# PROVIDED ENTRIES
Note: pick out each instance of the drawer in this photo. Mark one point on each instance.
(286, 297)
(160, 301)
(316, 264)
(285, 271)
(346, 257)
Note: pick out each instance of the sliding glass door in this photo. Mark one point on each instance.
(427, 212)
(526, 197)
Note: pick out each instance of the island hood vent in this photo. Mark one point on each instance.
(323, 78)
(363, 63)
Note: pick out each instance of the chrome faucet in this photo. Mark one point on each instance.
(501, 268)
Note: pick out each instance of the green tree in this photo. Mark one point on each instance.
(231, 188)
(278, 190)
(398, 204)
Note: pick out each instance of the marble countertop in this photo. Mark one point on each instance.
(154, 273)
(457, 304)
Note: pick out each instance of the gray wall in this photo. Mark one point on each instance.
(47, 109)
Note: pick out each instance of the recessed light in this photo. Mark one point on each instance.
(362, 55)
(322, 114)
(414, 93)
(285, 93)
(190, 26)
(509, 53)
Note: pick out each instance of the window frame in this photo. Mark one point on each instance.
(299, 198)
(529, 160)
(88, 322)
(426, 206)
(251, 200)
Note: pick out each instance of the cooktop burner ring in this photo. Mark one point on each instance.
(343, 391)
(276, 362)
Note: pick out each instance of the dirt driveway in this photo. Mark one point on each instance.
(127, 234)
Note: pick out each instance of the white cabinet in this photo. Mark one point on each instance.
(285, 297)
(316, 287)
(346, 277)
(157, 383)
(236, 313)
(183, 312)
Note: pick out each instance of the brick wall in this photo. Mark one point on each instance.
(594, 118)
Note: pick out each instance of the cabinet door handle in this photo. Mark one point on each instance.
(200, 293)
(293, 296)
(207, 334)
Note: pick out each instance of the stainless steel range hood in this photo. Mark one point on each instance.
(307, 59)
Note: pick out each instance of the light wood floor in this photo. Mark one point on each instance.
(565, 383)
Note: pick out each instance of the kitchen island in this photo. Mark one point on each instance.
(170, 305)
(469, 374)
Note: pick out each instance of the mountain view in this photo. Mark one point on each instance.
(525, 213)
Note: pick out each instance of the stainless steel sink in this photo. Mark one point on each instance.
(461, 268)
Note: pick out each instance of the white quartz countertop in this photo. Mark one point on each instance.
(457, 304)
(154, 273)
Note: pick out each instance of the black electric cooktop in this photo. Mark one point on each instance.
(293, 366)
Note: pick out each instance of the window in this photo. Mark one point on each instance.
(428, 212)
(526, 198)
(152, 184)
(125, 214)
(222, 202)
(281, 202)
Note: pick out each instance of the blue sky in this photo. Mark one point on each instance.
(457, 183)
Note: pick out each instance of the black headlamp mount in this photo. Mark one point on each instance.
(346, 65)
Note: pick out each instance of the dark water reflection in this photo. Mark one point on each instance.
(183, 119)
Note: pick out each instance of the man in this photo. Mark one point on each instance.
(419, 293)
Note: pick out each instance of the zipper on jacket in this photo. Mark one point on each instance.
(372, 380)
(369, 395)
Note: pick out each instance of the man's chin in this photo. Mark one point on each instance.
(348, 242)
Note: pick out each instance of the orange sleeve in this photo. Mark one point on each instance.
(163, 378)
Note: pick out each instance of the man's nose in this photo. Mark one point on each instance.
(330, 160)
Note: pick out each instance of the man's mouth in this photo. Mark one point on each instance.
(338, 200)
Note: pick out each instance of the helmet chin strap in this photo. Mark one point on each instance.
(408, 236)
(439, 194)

# EXERCISE GOAL
Output all entries again exactly; no line may be altered.

# SOLUTION
Note: pick out each instance of the drawer in this photo. Mark one point on each instance.
(286, 297)
(160, 301)
(316, 264)
(285, 271)
(346, 257)
Note: pick out each instance of the sliding glass door in this photo. Mark one point on each instance.
(427, 212)
(526, 197)
Note: pick out each instance of the island hood vent in this photo. Mark one point on each instance.
(323, 78)
(363, 63)
Note: pick out each instance of the chrome faucet in this photo. Mark one point on each instance.
(501, 268)
Note: pick out each instance of the green tree in this photo. Mark one point on each instance.
(231, 188)
(278, 190)
(398, 204)
Note: pick out each instance of the marble countertop in this photo. Mark one point on each instance.
(154, 273)
(457, 304)
Note: pick out each instance of the gray wall in this photo. Mark one point on each instance.
(47, 109)
Note: pick out each instance of the recessed light in this photo. Mark one point on each instance.
(362, 55)
(322, 114)
(414, 93)
(285, 93)
(190, 26)
(509, 53)
Note: pick out each instance of the window frame in this photo. Mark one point on each instance.
(299, 198)
(529, 160)
(88, 322)
(426, 206)
(251, 200)
Note: pick out each instance of the cooktop burner ring in this photo. Mark one point on each instance.
(343, 391)
(276, 362)
Note: pick out each instance of the dirt driveway in this photo. Mark one point on each instance.
(127, 234)
Note: pick out each instance of the white cabinet in this photo. Mark one point on each instance.
(285, 297)
(316, 287)
(346, 277)
(157, 383)
(236, 313)
(183, 312)
Note: pick out each instance of the brick wall in this photo. Mark one point on each instance.
(594, 118)
Note: pick out each instance of the cabinet door handle in this photo. Mark one point on each instance.
(200, 293)
(293, 296)
(207, 334)
Note: pick out each instance of the stainless steel range hood in this photo. Mark one point on each instance.
(307, 59)
Note: pick out each instance of the light wood floor in this photo. Mark one point on each instance.
(565, 383)
Note: pick out each instance of the kitchen island in this photo. Mark one point on each instance.
(170, 305)
(469, 374)
Note: pick out each instance of the mountain view in this photo. Mark one point on each instance.
(525, 213)
Note: pick out each instance of the stainless steel sink in this photo. Mark one point on each instance.
(461, 268)
Note: pick out each instance of the white quartz countertop in this photo. Mark one point on each instance.
(457, 304)
(154, 273)
Note: pick out each instance of the black electric cooktop in this photo. Mark one point on each instance.
(293, 366)
Note: pick out each instance of the window in this photo. Mark one point on each instance.
(428, 212)
(526, 198)
(152, 184)
(125, 214)
(222, 202)
(281, 202)
Note: pick out each instance of the blue sky in this photo. Mark one point on each instance.
(457, 183)
Note: pick out each instance of the black headlamp mount in this photo. Mark one point on each instance.
(346, 65)
Note: pick out each instance of the dark water reflection in this photo. Mark one point on each instance.
(183, 119)
Note: pick out each instance of the man in this photo. Mark one point on each instance.
(419, 293)
Note: pick out each instance of the zipper on jacket in this photo. Mark one point on each instance.
(372, 380)
(369, 395)
Note: pick out each instance of the man's chin in this photo. Mark one point on each instance.
(348, 242)
Note: pick out each instance of the orange sleeve in this photo. Mark one point on each instance.
(163, 378)
Note: pick out each instance of the man's nose in this photo. Mark one point on each instance.
(330, 160)
Note: pick out each instance of the man's mouth in this photo. Mark one point on each instance.
(338, 200)
Note: pick out each instance of the helmet chin strap in this photo. Mark one point on each instance.
(408, 236)
(439, 194)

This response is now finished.